Short exercise 1 =
Format the records as a Markdown table with the columns Row and Line, numbering each line and omitting blank lines. Cover only the stretch from the line containing "find the goggles" through the end of the records.

Selected excerpt =
>> BEGIN

March 21-22, 2013, Salt Lake City, Utah

Registration

Thanks to the generous support of BBN-GENI Office/NSF, there is no registration fee. But to help us best plan for the workshop, Please register here.

Technical Program

GREE2013 Program

Survey

Your feedback is very important to us. Please take a survey here at the end of the workshop. If you need to leave early, we appreciate that you fill in the survey before you leave. While filling in the survey, please feel free to skip the questions that are not applicable to you.

Final Paper Guidelines

Guidelines for final camera-ready version can be found here. Please submit your paper and revision summary to GREEworkshop@gmail.com, with the subject line as [GREE2013 final] <title of your paper>.

Overview

The Global Environment for Network Innovation (GENI) infrastructure is becoming a mature virtual laboratory for exploring future Internet at-scale. It supports at-scale experimentation on shared and heterogeneous GENI resources among multiple users, permits users to do deep programmability throughout the network, and offers collaborative and exploratory environments for innovative research and education. More and more researchers, educators, and students have started or are starting to conduct research and educational experiments on the GENI infrastructure. NSF has sponsored more than 15 GENI experiment projects since September 2010.

>> END

Short exercise 2 =
Resume the GENI workshop page from the point where it stops.

Information supplied =
>> BEGIN

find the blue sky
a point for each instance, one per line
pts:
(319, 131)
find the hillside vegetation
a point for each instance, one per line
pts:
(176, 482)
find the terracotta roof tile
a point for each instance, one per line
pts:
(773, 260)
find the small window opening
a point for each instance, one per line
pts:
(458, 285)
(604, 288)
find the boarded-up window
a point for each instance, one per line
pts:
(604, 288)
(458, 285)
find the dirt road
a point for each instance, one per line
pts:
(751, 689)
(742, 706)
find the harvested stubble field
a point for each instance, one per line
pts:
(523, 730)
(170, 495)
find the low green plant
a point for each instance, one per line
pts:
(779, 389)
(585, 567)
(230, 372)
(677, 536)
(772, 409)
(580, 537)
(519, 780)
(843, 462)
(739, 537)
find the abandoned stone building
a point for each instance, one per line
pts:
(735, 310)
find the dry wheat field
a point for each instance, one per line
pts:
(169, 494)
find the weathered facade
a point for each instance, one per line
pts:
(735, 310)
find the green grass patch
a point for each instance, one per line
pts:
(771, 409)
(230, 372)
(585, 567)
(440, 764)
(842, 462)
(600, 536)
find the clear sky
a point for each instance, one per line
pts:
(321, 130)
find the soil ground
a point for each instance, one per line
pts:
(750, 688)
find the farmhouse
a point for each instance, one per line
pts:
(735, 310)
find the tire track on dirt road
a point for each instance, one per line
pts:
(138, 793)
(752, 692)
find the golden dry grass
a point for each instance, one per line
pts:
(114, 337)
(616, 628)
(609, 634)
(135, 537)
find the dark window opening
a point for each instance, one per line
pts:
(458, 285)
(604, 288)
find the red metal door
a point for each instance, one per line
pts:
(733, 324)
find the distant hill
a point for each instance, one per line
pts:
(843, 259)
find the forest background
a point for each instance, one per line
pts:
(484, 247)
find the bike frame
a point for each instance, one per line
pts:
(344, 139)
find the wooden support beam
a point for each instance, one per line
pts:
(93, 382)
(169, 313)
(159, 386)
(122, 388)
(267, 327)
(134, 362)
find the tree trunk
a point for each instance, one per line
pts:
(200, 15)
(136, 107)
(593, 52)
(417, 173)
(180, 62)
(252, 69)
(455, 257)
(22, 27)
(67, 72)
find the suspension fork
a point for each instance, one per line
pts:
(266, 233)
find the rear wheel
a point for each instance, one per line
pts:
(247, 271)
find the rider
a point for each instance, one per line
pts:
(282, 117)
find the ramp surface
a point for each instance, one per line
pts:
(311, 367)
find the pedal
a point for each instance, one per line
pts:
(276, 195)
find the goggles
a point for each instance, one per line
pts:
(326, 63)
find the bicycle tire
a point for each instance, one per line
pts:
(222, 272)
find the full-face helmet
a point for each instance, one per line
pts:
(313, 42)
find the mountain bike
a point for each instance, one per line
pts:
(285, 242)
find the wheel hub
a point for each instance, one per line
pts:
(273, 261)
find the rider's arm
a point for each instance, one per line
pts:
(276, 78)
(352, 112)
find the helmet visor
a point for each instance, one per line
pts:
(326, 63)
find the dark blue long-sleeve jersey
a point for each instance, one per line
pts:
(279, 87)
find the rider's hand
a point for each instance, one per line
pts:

>> END

Final answer 1 =
| Row | Line |
|---|---|
| 1 | find the goggles |
| 2 | a point for each instance, one per line |
| 3 | pts: |
| 4 | (326, 63) |
| 5 | find the bicycle tire |
| 6 | a point for each instance, one per line |
| 7 | pts: |
| 8 | (222, 272) |
| 9 | find the full-face helmet |
| 10 | a point for each instance, one per line |
| 11 | pts: |
| 12 | (313, 42) |
| 13 | find the mountain bike |
| 14 | a point for each instance, one per line |
| 15 | pts: |
| 16 | (285, 242) |
| 17 | find the wheel hub |
| 18 | a point for each instance, one per line |
| 19 | pts: |
| 20 | (273, 261) |
| 21 | find the rider's arm |
| 22 | a point for each instance, one per line |
| 23 | pts: |
| 24 | (276, 78) |
| 25 | (352, 112) |
| 26 | find the helmet visor |
| 27 | a point for each instance, one per line |
| 28 | pts: |
| 29 | (326, 63) |
| 30 | find the dark blue long-sleeve jersey |
| 31 | a point for each instance, one per line |
| 32 | pts: |
| 33 | (279, 87) |
| 34 | find the rider's hand |
| 35 | a point for each instance, one per line |
| 36 | pts: |

Final answer 2 =
Following the successful first GENI Research and Educational Experiment Workshop (GREE2012), the second GREE Workshop will be a one-day workshop (GREE2013), from noon March 21 to noon March 22, co-located with GEC 16 at the University of Utah. It will report recent progress and shed lights on future direction of GENI from an experimenter’s point of view, and will inspire researchers and students to conduct experiments on multiple GENI resources. Furthermore, it will provide a communication channel among GENI experimenters, as well as between GENI developers and GENI experimenters, for a better understanding of multiple GENI resources. It is expected that the workshop would include a keynote speech, paper presentations, an experimenter panel/open discussion, and tutorials and demos on GENI components.

We strongly encourage participations not only from current GENI developers and experimenters, but also from researchers and students not previously involved in GENI but are interested in participating future GENI projects to build a larger community of researchers and students using the GENI infrastructure. The workshop will benefit GENI developers for better shaping their GENI development plans, will benefit existing GENI experimenters for a better understanding of GENI resources, and will benefit new comers for future GENI projects and funding.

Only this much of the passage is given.